WHAT NEEDS TO BE DONE: Select each line in the material that contains the string "segment" and copy those lines out.

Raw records
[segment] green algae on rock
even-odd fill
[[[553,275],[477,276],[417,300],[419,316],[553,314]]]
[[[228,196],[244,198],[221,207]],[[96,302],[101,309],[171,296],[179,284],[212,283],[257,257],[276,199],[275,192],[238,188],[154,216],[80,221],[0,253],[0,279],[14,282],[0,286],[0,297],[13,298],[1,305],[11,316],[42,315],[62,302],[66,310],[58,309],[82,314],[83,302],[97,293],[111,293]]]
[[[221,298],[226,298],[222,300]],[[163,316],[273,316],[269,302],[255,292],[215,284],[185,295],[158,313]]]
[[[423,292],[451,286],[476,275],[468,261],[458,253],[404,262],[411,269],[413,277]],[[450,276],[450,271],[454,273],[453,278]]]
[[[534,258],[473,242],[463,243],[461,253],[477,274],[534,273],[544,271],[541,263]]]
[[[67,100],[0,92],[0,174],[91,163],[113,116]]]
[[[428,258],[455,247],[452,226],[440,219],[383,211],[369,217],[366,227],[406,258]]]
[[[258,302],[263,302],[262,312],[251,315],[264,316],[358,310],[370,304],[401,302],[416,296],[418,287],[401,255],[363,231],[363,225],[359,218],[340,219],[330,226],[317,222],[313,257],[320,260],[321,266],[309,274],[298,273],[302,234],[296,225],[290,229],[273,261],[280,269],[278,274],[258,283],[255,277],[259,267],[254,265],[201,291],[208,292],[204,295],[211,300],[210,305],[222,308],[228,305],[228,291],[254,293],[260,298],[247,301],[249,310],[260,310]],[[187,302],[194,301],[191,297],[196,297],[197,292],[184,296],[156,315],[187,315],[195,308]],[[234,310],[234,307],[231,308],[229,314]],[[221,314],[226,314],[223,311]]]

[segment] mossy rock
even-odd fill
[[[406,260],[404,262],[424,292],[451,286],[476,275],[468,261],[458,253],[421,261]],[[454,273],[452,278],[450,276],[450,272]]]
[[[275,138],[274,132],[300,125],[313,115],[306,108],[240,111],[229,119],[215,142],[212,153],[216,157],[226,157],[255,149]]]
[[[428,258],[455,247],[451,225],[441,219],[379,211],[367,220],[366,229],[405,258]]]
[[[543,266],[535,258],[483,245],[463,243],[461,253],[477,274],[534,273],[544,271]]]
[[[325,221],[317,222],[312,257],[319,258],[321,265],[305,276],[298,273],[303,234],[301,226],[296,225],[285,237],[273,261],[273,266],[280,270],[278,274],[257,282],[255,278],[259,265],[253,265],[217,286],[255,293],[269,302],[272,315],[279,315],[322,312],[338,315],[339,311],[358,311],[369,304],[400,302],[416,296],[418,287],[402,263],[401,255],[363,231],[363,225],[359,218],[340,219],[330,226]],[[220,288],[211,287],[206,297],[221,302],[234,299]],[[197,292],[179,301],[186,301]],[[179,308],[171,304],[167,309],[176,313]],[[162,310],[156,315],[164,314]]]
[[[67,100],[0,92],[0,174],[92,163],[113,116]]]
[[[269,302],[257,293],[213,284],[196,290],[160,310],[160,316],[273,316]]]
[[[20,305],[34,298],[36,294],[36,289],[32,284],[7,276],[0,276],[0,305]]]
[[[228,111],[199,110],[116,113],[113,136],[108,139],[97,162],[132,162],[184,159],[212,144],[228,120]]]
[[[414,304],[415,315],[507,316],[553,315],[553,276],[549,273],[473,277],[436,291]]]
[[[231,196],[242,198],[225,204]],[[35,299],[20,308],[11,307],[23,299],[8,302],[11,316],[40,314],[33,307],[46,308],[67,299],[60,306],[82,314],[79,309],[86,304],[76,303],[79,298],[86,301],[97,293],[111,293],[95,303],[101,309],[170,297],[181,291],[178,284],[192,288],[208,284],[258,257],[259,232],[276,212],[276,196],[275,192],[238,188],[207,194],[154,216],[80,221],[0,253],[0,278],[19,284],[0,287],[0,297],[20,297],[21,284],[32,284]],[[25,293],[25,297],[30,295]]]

WORKED SOLUTION:
[segment] green algae on rock
[segment] mossy rock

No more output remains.